• [Passage to read]
========================================
# almost 60 degrees



## landen (Dec 26, 2010)

i was wondering if this big temp change is good for getting out for yotes fri ganna be 60 again..then back to 30s or 40s.looking for input....


----------



## Predatorhunter (Dec 9, 2010)

I don't know how it all works there but here normally when we have big temp changes we have huge wind that goes with it and even bigger gust. I myself haven't had much luck on really windy days but I'm not saying you can't I'm sure someone on here has. I'm just saying that I haven't had much luck when the wind is blowing hard.


----------



## HowlinRed (Feb 3, 2011)

60 degrees in VA right now and gona be 75 tomorrow. Guess they still have to eat. Agree about the wind tho. What does the pray do. Lay up, move more? Just a thought.


----------



## landen (Dec 26, 2010)

wind is almost calm maybe 4 or 5 mph .......


----------



## youngdon (Mar 10, 2010)

I would think the prey would be out feeding before a storm comes in, and if the snow has melted the forage is exposed.
========================================
• [Record extracts]
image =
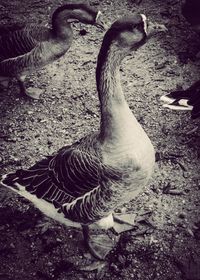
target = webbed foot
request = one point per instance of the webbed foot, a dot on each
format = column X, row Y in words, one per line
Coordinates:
column 99, row 242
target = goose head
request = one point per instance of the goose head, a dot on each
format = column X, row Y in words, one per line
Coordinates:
column 129, row 33
column 78, row 11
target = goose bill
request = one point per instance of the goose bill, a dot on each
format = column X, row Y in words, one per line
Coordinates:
column 99, row 21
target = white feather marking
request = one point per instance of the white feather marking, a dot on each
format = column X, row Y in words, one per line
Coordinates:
column 167, row 99
column 178, row 108
column 45, row 207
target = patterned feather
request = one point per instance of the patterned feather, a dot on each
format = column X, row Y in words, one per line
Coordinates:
column 72, row 180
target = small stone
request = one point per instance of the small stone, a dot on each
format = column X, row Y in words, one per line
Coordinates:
column 182, row 215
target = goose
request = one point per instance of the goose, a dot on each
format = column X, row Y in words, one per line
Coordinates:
column 24, row 49
column 86, row 181
column 184, row 100
column 188, row 99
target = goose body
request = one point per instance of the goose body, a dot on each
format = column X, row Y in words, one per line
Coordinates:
column 87, row 180
column 26, row 49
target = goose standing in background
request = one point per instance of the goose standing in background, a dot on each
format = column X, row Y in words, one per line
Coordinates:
column 27, row 49
column 189, row 99
column 86, row 181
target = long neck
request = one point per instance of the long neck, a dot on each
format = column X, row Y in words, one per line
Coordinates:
column 114, row 108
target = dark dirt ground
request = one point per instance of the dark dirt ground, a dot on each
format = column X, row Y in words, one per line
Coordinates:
column 166, row 241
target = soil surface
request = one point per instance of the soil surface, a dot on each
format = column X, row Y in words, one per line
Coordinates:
column 165, row 243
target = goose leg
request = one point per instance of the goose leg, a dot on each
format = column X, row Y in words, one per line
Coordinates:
column 123, row 222
column 99, row 242
column 31, row 92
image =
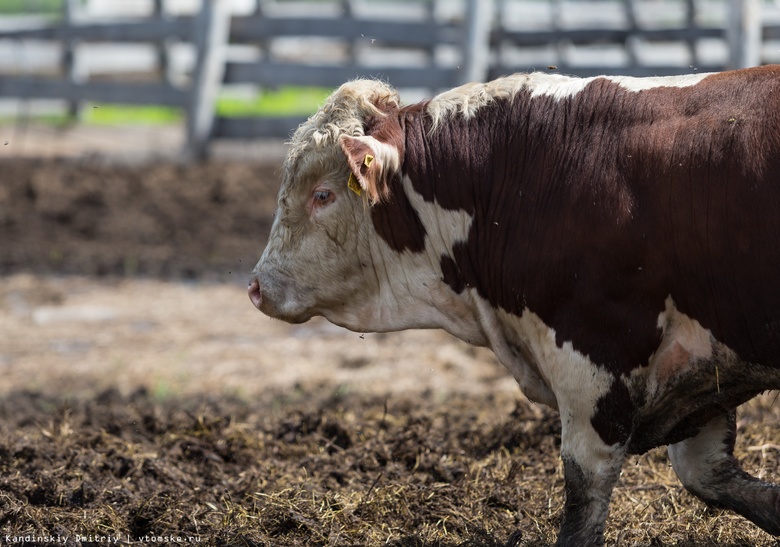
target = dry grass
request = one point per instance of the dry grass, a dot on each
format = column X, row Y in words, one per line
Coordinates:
column 332, row 471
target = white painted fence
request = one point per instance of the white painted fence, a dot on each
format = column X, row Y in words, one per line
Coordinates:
column 194, row 49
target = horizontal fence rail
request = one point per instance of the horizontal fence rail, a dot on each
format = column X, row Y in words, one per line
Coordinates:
column 429, row 45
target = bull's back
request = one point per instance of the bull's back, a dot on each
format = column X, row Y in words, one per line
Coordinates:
column 707, row 184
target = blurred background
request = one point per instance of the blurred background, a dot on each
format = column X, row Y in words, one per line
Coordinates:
column 140, row 143
column 236, row 70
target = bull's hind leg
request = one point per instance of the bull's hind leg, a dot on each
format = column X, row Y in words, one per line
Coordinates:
column 706, row 466
column 591, row 468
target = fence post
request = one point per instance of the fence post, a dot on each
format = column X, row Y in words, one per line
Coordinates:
column 70, row 65
column 210, row 34
column 476, row 55
column 743, row 32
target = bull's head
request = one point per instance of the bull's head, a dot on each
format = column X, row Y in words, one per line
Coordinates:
column 321, row 257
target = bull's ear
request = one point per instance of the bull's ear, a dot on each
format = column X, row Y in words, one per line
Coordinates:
column 372, row 163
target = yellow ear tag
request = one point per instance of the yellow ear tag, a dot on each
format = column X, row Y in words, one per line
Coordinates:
column 353, row 183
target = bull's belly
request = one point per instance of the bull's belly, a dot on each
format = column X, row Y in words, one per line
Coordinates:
column 690, row 379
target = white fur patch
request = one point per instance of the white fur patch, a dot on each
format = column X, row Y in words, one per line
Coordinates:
column 467, row 99
column 684, row 341
column 694, row 459
column 577, row 384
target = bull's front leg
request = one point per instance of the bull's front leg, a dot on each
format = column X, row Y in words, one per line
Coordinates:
column 591, row 468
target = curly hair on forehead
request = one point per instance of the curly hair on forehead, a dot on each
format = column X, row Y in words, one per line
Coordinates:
column 349, row 110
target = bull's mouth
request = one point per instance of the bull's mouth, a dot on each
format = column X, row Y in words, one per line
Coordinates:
column 263, row 302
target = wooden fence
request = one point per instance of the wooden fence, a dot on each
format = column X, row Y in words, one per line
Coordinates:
column 428, row 44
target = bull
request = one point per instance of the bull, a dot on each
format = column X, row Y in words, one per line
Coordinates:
column 614, row 240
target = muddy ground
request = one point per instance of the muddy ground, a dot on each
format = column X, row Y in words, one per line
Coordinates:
column 143, row 399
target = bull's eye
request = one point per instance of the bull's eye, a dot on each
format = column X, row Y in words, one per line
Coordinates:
column 322, row 196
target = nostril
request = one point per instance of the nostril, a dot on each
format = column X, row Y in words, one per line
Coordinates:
column 255, row 294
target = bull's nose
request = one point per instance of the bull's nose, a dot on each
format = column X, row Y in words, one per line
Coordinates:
column 255, row 294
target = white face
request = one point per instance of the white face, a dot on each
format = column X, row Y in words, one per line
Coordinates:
column 317, row 261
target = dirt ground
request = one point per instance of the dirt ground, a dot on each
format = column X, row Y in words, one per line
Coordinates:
column 144, row 400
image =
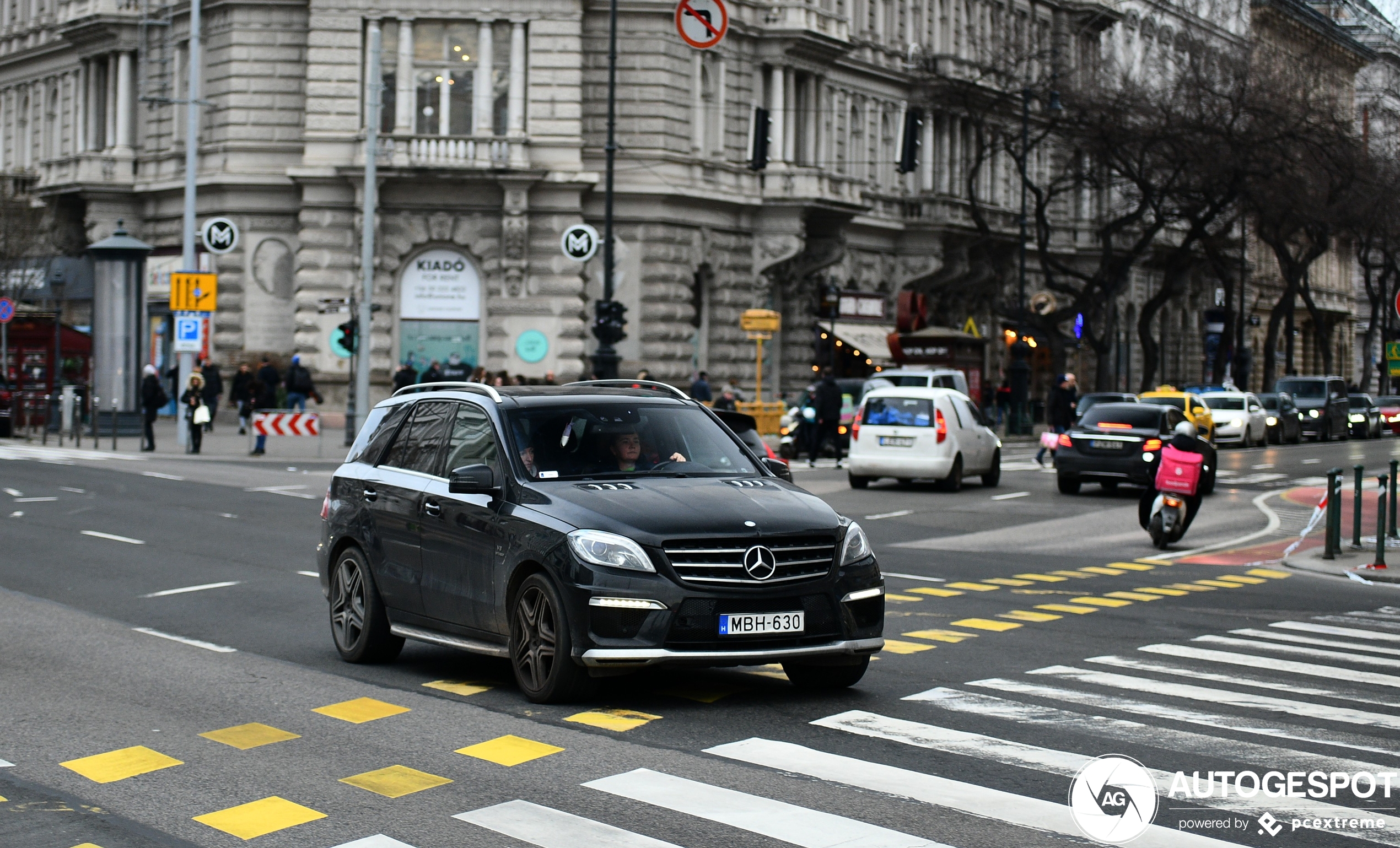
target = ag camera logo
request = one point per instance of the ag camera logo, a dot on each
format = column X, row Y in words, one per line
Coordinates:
column 1113, row 800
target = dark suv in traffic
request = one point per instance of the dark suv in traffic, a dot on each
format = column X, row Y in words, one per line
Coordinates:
column 584, row 531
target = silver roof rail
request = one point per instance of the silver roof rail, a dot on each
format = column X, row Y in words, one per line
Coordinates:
column 632, row 384
column 460, row 387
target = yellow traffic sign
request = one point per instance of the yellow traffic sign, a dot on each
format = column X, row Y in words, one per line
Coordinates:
column 761, row 321
column 193, row 291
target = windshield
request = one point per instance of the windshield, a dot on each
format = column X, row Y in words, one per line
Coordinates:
column 903, row 412
column 1313, row 390
column 613, row 440
column 1215, row 402
column 1173, row 402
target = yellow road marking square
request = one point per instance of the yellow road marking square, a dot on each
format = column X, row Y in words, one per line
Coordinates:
column 986, row 624
column 940, row 636
column 1067, row 608
column 612, row 720
column 1028, row 616
column 260, row 818
column 935, row 592
column 902, row 647
column 251, row 735
column 509, row 750
column 458, row 688
column 360, row 710
column 121, row 764
column 395, row 781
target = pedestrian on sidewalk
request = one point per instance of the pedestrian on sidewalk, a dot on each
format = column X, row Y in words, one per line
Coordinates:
column 239, row 396
column 153, row 398
column 195, row 412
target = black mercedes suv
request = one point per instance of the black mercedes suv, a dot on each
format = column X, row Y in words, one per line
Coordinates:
column 585, row 531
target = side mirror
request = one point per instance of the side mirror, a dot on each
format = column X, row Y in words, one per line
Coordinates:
column 472, row 479
column 779, row 468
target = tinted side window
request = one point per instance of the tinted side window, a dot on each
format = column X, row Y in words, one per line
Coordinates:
column 421, row 442
column 472, row 440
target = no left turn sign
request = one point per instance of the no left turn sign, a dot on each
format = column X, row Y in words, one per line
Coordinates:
column 702, row 23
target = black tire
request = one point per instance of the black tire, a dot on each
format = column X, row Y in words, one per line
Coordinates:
column 811, row 676
column 542, row 646
column 954, row 480
column 992, row 479
column 359, row 624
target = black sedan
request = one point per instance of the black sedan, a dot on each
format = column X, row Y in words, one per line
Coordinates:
column 1283, row 419
column 1121, row 442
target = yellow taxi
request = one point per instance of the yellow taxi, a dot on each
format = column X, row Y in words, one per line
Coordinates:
column 1191, row 405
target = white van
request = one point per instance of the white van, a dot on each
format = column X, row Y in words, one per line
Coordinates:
column 913, row 433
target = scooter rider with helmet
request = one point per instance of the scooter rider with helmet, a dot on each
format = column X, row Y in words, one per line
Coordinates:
column 1183, row 440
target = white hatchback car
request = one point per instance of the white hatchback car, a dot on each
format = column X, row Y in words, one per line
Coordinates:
column 922, row 433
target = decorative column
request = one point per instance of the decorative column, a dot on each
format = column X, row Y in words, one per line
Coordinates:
column 403, row 89
column 515, row 97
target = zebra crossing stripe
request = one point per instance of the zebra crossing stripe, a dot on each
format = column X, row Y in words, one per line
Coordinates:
column 1347, row 631
column 1193, row 717
column 969, row 798
column 1224, row 696
column 774, row 819
column 1133, row 732
column 1069, row 764
column 555, row 829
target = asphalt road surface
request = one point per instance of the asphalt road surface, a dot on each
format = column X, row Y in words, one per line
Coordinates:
column 169, row 679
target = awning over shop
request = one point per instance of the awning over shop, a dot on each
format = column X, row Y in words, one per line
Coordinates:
column 871, row 339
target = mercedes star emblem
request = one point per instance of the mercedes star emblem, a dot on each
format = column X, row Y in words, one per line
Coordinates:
column 761, row 563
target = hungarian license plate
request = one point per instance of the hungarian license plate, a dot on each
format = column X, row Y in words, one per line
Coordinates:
column 759, row 623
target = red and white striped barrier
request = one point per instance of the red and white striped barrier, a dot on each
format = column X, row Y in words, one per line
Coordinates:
column 286, row 424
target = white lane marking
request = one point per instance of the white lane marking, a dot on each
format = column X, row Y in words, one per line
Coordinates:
column 957, row 795
column 1192, row 717
column 774, row 819
column 1141, row 665
column 1298, row 640
column 199, row 588
column 187, row 641
column 1318, row 652
column 914, row 577
column 1133, row 732
column 1221, row 696
column 114, row 538
column 555, row 829
column 1347, row 631
column 1062, row 763
column 896, row 514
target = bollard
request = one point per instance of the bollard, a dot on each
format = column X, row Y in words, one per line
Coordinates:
column 1355, row 509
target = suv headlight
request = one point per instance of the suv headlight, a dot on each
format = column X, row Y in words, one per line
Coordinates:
column 610, row 549
column 857, row 548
========================================
• [Instruction] Could you carry on the thread about hunting coyotes in warm weather from the point it stops? The rows aren't needed here.

• [Answer to the exercise]
----------



## ReidRH (Feb 1, 2010)

Gonna Be 70's here today just like the Last 5 or 6 days! Likin this Weather just not good on the PH though.


----------



## HowlinRed (Feb 3, 2011)

Was 56 degrees this a.m. at 0500, never seen so many rabbits crossing the roads.


----------



## youngdon (Mar 10, 2010)

Talk to Mattuk he'll set you straight on rabbits.


----------



## HowlinRed (Feb 3, 2011)

Mattuk, whats the deal with rabbits?


----------



## youngdon (Mar 10, 2010)

Check his thread in "Varmints and small game"


----------



## On a call (Mar 3, 2010)

Ahhh back to winter.... 2-4 tonight.


----------



## HowlinRed (Feb 3, 2011)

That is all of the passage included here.